[Collected data entries]
____________________
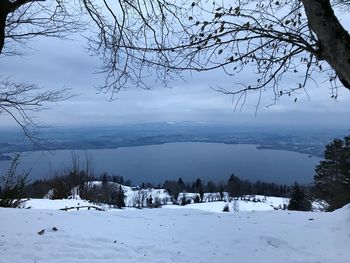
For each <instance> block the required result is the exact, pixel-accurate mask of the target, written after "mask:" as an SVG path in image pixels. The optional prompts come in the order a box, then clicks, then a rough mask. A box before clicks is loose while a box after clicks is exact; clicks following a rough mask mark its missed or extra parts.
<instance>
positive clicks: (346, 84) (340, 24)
mask: <svg viewBox="0 0 350 263" xmlns="http://www.w3.org/2000/svg"><path fill="white" fill-rule="evenodd" d="M301 1H302V2H303V4H304V8H305V12H306V15H307V18H308V21H309V27H310V29H311V30H312V31H313V32H314V33H315V34H316V36H317V40H318V41H319V50H317V54H318V55H319V58H320V59H324V60H325V61H327V62H328V64H329V65H330V66H331V67H332V68H333V69H334V71H335V72H336V74H337V75H338V78H339V80H340V81H341V82H342V84H343V85H344V86H345V87H346V88H348V89H350V35H349V33H348V32H347V31H346V30H345V29H344V27H343V26H342V25H341V24H340V22H339V20H338V19H337V17H336V16H335V14H334V12H333V9H332V7H331V4H330V1H329V0H301Z"/></svg>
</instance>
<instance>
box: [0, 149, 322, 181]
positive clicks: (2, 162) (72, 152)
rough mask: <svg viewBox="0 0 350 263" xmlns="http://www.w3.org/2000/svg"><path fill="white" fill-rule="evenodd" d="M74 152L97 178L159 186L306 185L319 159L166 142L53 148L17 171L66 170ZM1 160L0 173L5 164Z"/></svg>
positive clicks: (35, 156) (4, 161)
mask: <svg viewBox="0 0 350 263" xmlns="http://www.w3.org/2000/svg"><path fill="white" fill-rule="evenodd" d="M73 152H74V153H75V154H77V155H78V156H79V159H80V161H81V163H82V164H81V165H83V163H85V159H86V158H85V156H86V155H88V156H89V158H91V159H92V162H93V167H94V171H95V173H96V174H99V173H101V172H104V171H106V172H108V173H109V174H111V175H112V174H115V175H122V176H123V177H124V178H125V179H131V180H132V182H133V183H134V184H139V183H141V182H152V183H159V182H163V181H164V180H166V179H174V180H176V179H177V178H179V177H182V178H183V180H184V181H193V180H195V179H196V178H201V179H202V180H204V181H206V182H207V181H209V180H212V181H215V182H220V181H223V182H226V181H227V179H228V178H229V176H230V174H232V173H234V174H235V175H237V176H239V177H240V178H242V179H250V180H253V181H254V180H263V181H266V182H275V183H283V184H284V183H285V184H292V183H293V182H295V181H298V182H299V183H310V182H312V180H313V176H314V167H315V165H316V164H318V162H319V161H320V158H318V157H309V156H308V155H306V154H301V153H296V152H290V151H282V150H267V149H261V150H258V149H256V145H248V144H222V143H192V142H183V143H166V144H161V145H149V146H135V147H123V148H118V149H98V150H86V151H82V150H75V151H70V150H56V151H51V152H47V151H43V152H26V153H23V157H22V159H21V164H20V166H19V171H22V170H31V173H30V179H36V178H45V177H46V178H47V177H50V174H51V176H52V175H54V174H55V171H59V170H63V169H64V168H65V167H67V166H69V165H70V163H71V160H72V154H73ZM9 163H10V162H9V161H0V172H1V173H3V172H4V171H5V170H6V169H7V168H8V166H9Z"/></svg>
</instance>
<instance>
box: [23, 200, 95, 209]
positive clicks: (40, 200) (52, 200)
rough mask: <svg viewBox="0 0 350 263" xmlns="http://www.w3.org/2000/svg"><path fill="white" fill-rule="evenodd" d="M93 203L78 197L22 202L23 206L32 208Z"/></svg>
mask: <svg viewBox="0 0 350 263" xmlns="http://www.w3.org/2000/svg"><path fill="white" fill-rule="evenodd" d="M90 205H93V204H91V203H90V202H88V201H86V200H79V199H55V200H51V199H32V198H31V199H28V201H26V202H25V203H24V207H25V208H32V209H56V210H57V209H62V208H67V207H80V206H90Z"/></svg>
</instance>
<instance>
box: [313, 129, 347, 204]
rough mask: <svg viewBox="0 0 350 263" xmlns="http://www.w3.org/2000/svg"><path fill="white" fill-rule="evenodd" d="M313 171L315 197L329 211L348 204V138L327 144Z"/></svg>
mask: <svg viewBox="0 0 350 263" xmlns="http://www.w3.org/2000/svg"><path fill="white" fill-rule="evenodd" d="M315 171H316V175H315V177H314V181H315V197H316V198H319V199H322V200H325V201H326V202H327V203H328V204H329V210H334V209H338V208H340V207H342V206H344V205H346V204H348V203H350V136H347V137H345V138H344V140H341V139H335V140H333V142H332V143H330V144H328V145H327V146H326V150H325V157H324V160H323V161H320V163H319V165H317V166H316V169H315Z"/></svg>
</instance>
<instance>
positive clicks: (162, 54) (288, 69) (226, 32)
mask: <svg viewBox="0 0 350 263" xmlns="http://www.w3.org/2000/svg"><path fill="white" fill-rule="evenodd" d="M82 2H83V4H84V7H85V8H86V10H87V12H88V14H89V15H90V17H91V19H92V20H93V21H94V22H95V23H96V28H97V29H98V34H97V35H96V36H95V37H94V38H92V39H91V42H90V44H91V49H92V51H94V52H95V53H96V54H99V55H100V56H101V57H102V59H103V66H102V69H101V71H102V72H104V73H105V74H106V83H105V85H103V87H101V91H104V92H110V91H111V92H112V94H113V93H115V92H118V91H119V90H120V89H121V88H125V87H128V86H129V85H138V86H140V87H143V88H149V87H150V86H149V85H148V82H147V78H149V75H156V76H157V77H158V79H161V80H164V82H166V80H167V79H168V78H169V77H171V76H173V75H174V74H175V75H176V74H180V73H181V72H183V71H195V72H203V71H210V70H216V69H221V70H223V71H224V72H225V73H227V74H228V75H229V76H234V77H235V78H233V79H234V80H235V81H236V76H237V75H238V76H239V73H242V72H245V71H246V72H250V73H251V72H252V71H253V72H254V73H255V76H256V78H255V79H251V80H250V81H249V83H248V82H245V83H234V84H233V85H232V86H233V87H232V89H223V88H220V87H218V88H217V90H219V91H221V92H224V93H227V94H232V95H237V96H238V99H237V101H242V102H244V101H245V98H246V95H247V93H249V92H257V93H258V94H260V96H261V93H262V92H263V91H267V92H268V91H270V92H272V96H273V98H274V101H276V100H278V98H279V97H281V96H284V95H287V96H291V98H292V99H293V100H295V101H296V100H297V97H296V95H297V94H298V91H300V90H301V91H303V90H305V89H306V87H307V86H308V85H309V82H310V81H311V82H313V83H315V84H316V85H318V84H319V82H320V81H323V80H324V79H323V80H322V79H321V78H320V77H322V76H323V77H324V78H325V79H327V80H329V81H330V87H331V90H332V95H331V97H332V98H336V97H337V88H338V87H339V86H344V87H346V88H347V89H350V50H349V46H350V36H349V34H348V32H347V31H346V30H345V29H344V27H343V26H342V25H341V23H340V22H339V20H338V18H337V16H336V15H335V14H334V11H335V9H338V10H339V12H348V9H347V8H348V6H349V1H341V0H338V1H330V0H289V1H286V0H273V1H272V0H255V1H254V0H236V1H226V2H225V1H215V0H214V1H204V0H202V1H201V0H193V1H192V2H188V1H181V0H170V1H169V0H151V1H146V0H125V1H103V3H102V5H100V6H97V5H96V1H93V0H84V1H82ZM290 78H292V79H293V80H294V84H293V85H290V83H288V85H285V82H284V83H283V81H284V80H285V79H288V80H289V79H290ZM339 81H340V82H339ZM282 84H283V85H282ZM260 96H259V99H260Z"/></svg>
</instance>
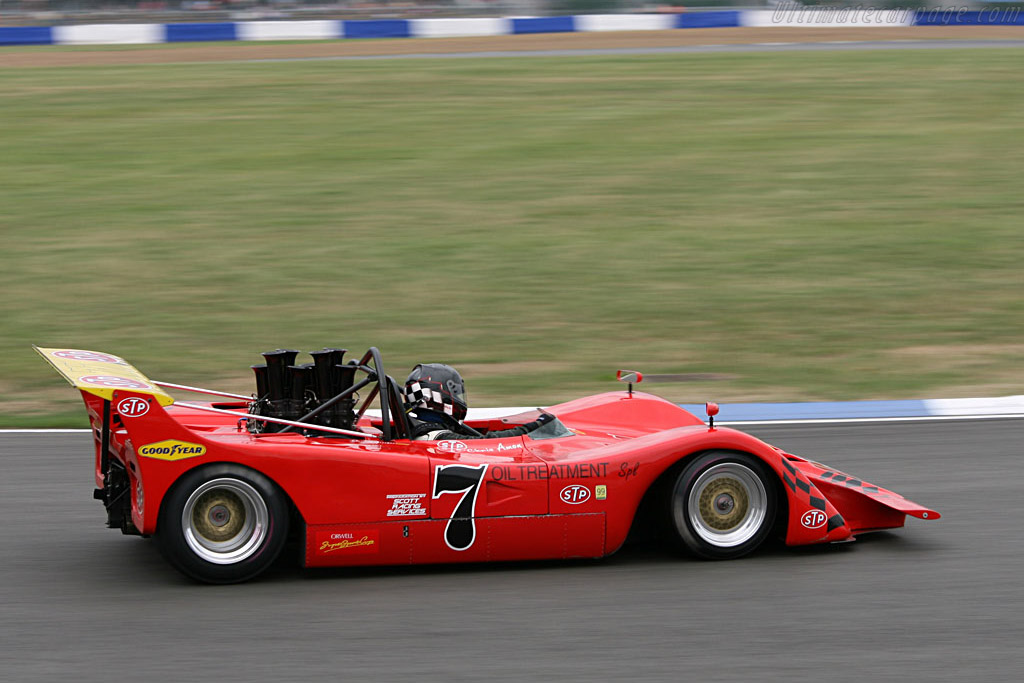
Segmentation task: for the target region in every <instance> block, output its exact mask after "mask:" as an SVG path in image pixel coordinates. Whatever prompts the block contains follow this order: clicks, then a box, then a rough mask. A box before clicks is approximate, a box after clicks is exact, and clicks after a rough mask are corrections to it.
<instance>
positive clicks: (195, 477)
mask: <svg viewBox="0 0 1024 683" xmlns="http://www.w3.org/2000/svg"><path fill="white" fill-rule="evenodd" d="M288 522H289V510H288V501H287V500H286V498H285V495H284V494H283V493H282V492H281V489H280V488H278V486H275V485H274V484H273V482H272V481H270V480H269V479H268V478H266V477H265V476H263V475H262V474H260V473H259V472H256V471H255V470H251V469H248V468H246V467H241V466H239V465H228V464H220V465H209V466H207V467H201V468H199V469H196V470H191V471H190V472H187V473H186V474H185V475H184V476H182V477H181V478H180V479H179V480H178V481H177V482H176V483H175V484H174V486H173V487H172V488H171V490H170V492H169V493H168V495H167V496H166V497H165V498H164V502H163V505H162V506H161V510H160V519H159V520H158V522H157V535H156V537H157V542H158V545H159V546H160V550H161V552H162V553H163V554H164V556H165V557H166V558H167V559H168V561H169V562H170V563H171V564H173V565H174V566H175V567H176V568H177V569H179V570H180V571H181V572H182V573H184V574H186V575H188V577H191V578H193V579H195V580H197V581H201V582H205V583H208V584H236V583H239V582H243V581H248V580H250V579H252V578H254V577H256V575H257V574H259V573H261V572H262V571H264V570H265V569H266V568H267V567H269V566H270V565H271V564H272V563H273V561H274V560H275V559H276V558H278V555H280V554H281V550H282V548H284V546H285V542H286V541H287V540H288Z"/></svg>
____________________
Your assignment:
Please count the lines of the data above that contain the string "positive", with case counting, and give only the number.

Response to this task:
6